* **Text shown**
[net.arch] Addition followups to "The Mythical MIPS"

eugene@ames.UUCP (07/17/86)

Two other followins from Tom Deboni and Ian Kaplan came to me.  I used
to work with Tom and have respect for his ideas as I have also talked
alot with Ian.  My comments are indented

From: deboni@pp.mcc.com (Tom DeBoni)
Subject: Comments on the latest flaming on parallelism

You notice I do not head this as "flaming on the latest comments..." There's a
reason for that. Let's cut through the bafflegap and get at the heart of the
matter. What do we really want of the ultimate parallel/concurrent/coordinate/
cooperative/multiprocessor (choose one) computer systems we all like to dream
about and (hopefully) work toward? We want one that's smart enough to know what
we want it/them to do without our having to exhaust ourselves saying so. In
short words, we want ease of programming. That is serious. Programming anything
is hard - so hard most of us aren't really sure what it means to do it "right".
Programming a multiprocessor system can be as exponentially explosive in 
difficulty as it is in physical components, and possibly even worse (you will
likely have to use all of those myriad components many times in the course of a
program execution).

Picture yourself a dance-hall caller: everybody obeys your
	Ah! the classic dance-hall model!
calls and dances the steps you specify in unison. If ou have only a few dancers,
this is analogous to programming a uniprocessor. Now imagine being each of the 
dancers simultaneously, do-se-do-ing like crazy, sometimes waiting, sometimes
reaching, shuffling, twirling, etc., and with all the strange rhythms you can
imagine. This is programming the contemporary multiprocessor system. Now try
imagining this all going on asynchronously - without a controlling bass beat;
this is what we're in store for in the near future (to an extent it's here
already), when more difficult problems and more complex algorithms start forc-
ing us out of lock-step mode. Every instruction, wait, send, receive, resume,
variable, message, file, OS call, and hardware glitch will be the responsibility
of the already up-to-his-neck-in-mud programmer. Do you want the job? I sure
don't.

So then what? Well, how about establishing some discipline about the use of
these complicated systems, in much the same way that modern languages and OS
practice did for programming contemporary uni-processors. We use block-struc-
tured languages with lexical scoping and rational control structures because
they ease the pain of thinking about our programs, and seldom care about the 
inefficiencies they involve. We use virtual systems and virtual memory for the
economic and temporal convenience they afford, and almost never care about the
mechanical "man behind the curtain" that gives us the illusion but not the
reality; because we find the illusion just dandy, and the reality impractical
anyhow. (Sure we'd all love to have a 100 MIP workstation with 1GB of ram,
but who could afford one?)

Avoiding the inefficiencies is a problem we'd rather not deal with until we are
ultimately backed into that corner. No self-respecting programmer today
starts out by playing tricks with machine instruction sequences to save clocks
(such as loading a small constant and shifting it, to save floating an integer,
which may take slightly more time), just as no one would purposely spaghettify
code to avoid the use of null else clauses and thus minimize useless branching.

(Stored records)
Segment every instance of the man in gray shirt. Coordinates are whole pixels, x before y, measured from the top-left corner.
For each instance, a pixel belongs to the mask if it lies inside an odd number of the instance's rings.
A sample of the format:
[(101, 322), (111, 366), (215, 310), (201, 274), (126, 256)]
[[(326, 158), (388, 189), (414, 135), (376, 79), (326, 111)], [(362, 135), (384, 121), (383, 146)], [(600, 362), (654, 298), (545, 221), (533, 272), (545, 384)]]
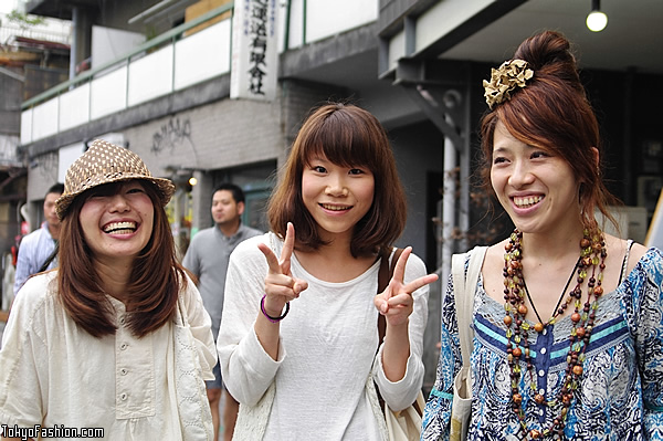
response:
[[(187, 250), (182, 264), (198, 276), (198, 290), (207, 312), (212, 317), (214, 340), (219, 336), (223, 291), (230, 253), (245, 239), (263, 234), (262, 231), (242, 224), (244, 192), (234, 183), (222, 183), (212, 195), (212, 218), (214, 227), (199, 231)], [(207, 381), (208, 399), (212, 409), (214, 440), (219, 439), (219, 401), (221, 400), (221, 369), (214, 367), (213, 381)], [(236, 420), (239, 403), (225, 391), (223, 410), (223, 439), (231, 440)]]

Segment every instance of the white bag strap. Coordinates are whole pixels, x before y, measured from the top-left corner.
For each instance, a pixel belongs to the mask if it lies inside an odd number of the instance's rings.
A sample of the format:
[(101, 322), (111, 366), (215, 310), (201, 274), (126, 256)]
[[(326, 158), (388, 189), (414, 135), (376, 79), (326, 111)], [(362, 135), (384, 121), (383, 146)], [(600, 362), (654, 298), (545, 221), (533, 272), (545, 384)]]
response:
[(175, 313), (175, 322), (183, 327), (189, 326), (189, 318), (187, 317), (187, 307), (185, 306), (185, 298), (179, 293), (177, 295), (177, 309)]
[(478, 282), (478, 274), (486, 254), (487, 246), (475, 246), (470, 252), (467, 279), (465, 279), (465, 254), (454, 254), (451, 258), (453, 291), (456, 306), (456, 321), (459, 324), (459, 338), (461, 340), (461, 355), (463, 366), (470, 367), (470, 355), (473, 349), (474, 334), (472, 332), (472, 313), (474, 309), (474, 292)]

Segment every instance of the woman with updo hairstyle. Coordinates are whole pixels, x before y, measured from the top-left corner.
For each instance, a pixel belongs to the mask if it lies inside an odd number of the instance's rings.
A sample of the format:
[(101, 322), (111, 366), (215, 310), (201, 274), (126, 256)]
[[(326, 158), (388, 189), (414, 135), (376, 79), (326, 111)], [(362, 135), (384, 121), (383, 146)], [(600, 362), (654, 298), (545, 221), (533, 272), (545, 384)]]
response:
[[(663, 437), (663, 254), (604, 232), (599, 126), (569, 41), (545, 31), (484, 81), (486, 190), (515, 225), (474, 292), (467, 440)], [(619, 231), (619, 229), (618, 229)], [(466, 292), (467, 292), (466, 291)], [(423, 440), (449, 440), (463, 366), (454, 280), (443, 295)], [(451, 438), (450, 438), (451, 437)]]

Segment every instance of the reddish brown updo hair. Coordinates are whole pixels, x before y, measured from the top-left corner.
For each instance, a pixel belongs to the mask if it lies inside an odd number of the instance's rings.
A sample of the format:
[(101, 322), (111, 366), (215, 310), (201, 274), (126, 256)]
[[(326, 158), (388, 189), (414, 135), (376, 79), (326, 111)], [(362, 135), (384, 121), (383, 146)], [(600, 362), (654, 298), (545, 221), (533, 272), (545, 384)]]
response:
[(516, 139), (568, 162), (581, 182), (580, 206), (586, 227), (596, 225), (594, 209), (617, 227), (608, 206), (618, 201), (603, 185), (592, 151), (596, 147), (602, 160), (599, 124), (580, 82), (569, 41), (559, 32), (545, 31), (525, 40), (514, 59), (526, 61), (534, 76), (482, 118), (483, 186), (493, 192), (493, 136), (497, 122), (502, 122)]

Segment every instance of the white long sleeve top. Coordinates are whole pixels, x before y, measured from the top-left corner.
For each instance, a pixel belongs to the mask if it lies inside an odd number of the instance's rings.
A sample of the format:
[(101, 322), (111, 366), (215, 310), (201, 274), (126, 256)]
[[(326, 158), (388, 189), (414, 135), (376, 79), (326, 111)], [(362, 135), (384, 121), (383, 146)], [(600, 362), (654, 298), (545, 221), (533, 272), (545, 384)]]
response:
[[(378, 422), (366, 393), (373, 360), (375, 381), (393, 410), (410, 406), (423, 381), (421, 360), (428, 318), (429, 288), (413, 293), (409, 321), (410, 357), (400, 381), (391, 382), (381, 366), (378, 349), (378, 288), (376, 262), (358, 277), (329, 283), (311, 275), (292, 256), (292, 273), (306, 280), (308, 288), (291, 302), (281, 322), (278, 360), (263, 349), (254, 332), (264, 294), (267, 264), (257, 249), (264, 242), (280, 255), (282, 241), (275, 234), (249, 239), (230, 258), (225, 303), (218, 339), (222, 376), (241, 406), (255, 406), (275, 384), (275, 398), (267, 420), (266, 440), (372, 440)], [(406, 282), (425, 275), (425, 265), (411, 254)]]
[[(12, 306), (0, 351), (0, 423), (78, 434), (96, 428), (107, 440), (181, 440), (187, 428), (168, 380), (175, 324), (137, 338), (125, 325), (124, 303), (107, 296), (118, 328), (95, 338), (62, 306), (56, 275), (28, 280)], [(203, 379), (211, 379), (217, 356), (210, 316), (190, 280), (180, 295)]]

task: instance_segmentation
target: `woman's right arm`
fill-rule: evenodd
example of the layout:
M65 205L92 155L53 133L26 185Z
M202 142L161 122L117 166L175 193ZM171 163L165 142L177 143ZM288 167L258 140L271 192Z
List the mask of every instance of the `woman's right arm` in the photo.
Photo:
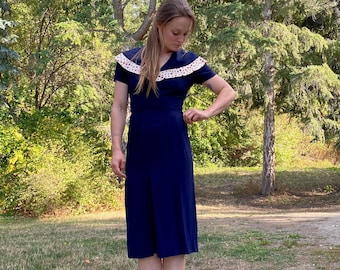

* **Work to complete**
- A) In the post on programming parallel systems, the writer offers several terms to choose from, marked "(choose one)", for the computer systems we dream about. List all of those terms.
- B) Write the next part of the post on programming parallel systems, picking up after its last sentence.

* **Numbered responses**
- A) parallel, concurrent, coordinate, cooperative, multiprocessor

- B)
These pathognomic practices are saved for the really tough situations, and
go in when the rest of the code is well structured for understanding, use,
and maintanence. And then only when they're needed. Optimization is a chimera
that most of us don't care to chase, and with good reason: life's too short, and
such obsessive-compulsive behavior is seldom rewarding enough to justify itself.

So why not try to smooth out some of the rough edges and fill in some of the
crevices in the parallel/call-it-what-you-will processing world? What am I
talking about? About languages with clean semantics, with which automatic
tricks can be played, and which give predictable, if inefficient, results.
This may sound strange, coming from an architecture person, but I've been
down there on the "killing floor", and I "ain't gonna study war no more". I
became dissatisfied with advanced architectures when I realized how hard they
were for humans to deal with. I thought the answer might be in new execution 
models, but had no idea what they might be; so, I started thinking about better
languages and programming environments, believing that once we've figured out
the details of what we really want to do, the rest will be engineering and
technology. 

I'll take a language with a few good high-level mathematical constructs (vector,
array, set, stream, etc.), and a mathematically water-tight interpretation
(applicative semantics), and let the post processor worry about optimization.
Not fair to assume magic on the part of the compiler or it's author, you say.
Exactly. We won't need magic - the functionality will save us. And how do we
get function definitions to map smoothly and efficiently onto finite state
machines? We may not; but new execution models are what we're really hoping
for; at best, they will take us the next steps, and at worst, we may be stuck
with running functions on state-based machinery. But even in the latter case, 
I'm willing to bet we can smooth out the interface between the functions and
the registers - make it smaller, more compact, and better behaved - and do so
much more cost-effectively than we can continue to try to use dance-hall
architectures by being the entire dance-hall ourselves.

Humbly submitting the above, /* editing */
Thomas M. DeBoni
Graduate of the Famous Flamers Institute, and Doctor of Sourcery
(deboni@mcc, deboni@sally, cs.deboni@utexas-20, fill in the domains later...)


From: nike!ll-xn!s3sun!sdcsvax!loral!ian (Ian Kaplan)

Eugene:

Some notes on your artice ("The Mythical MIPS (MegaFLOPS)"):

>
>One problem is that the world is not always parallel.

  You make use of parallelism where you find it.
  In some problems there is only obvious pipeline parallelism, in other one
  can get lots of horizontal parallelism.  Part of the problem is that
  computer science people have been writing about "order" speed ups (e.g.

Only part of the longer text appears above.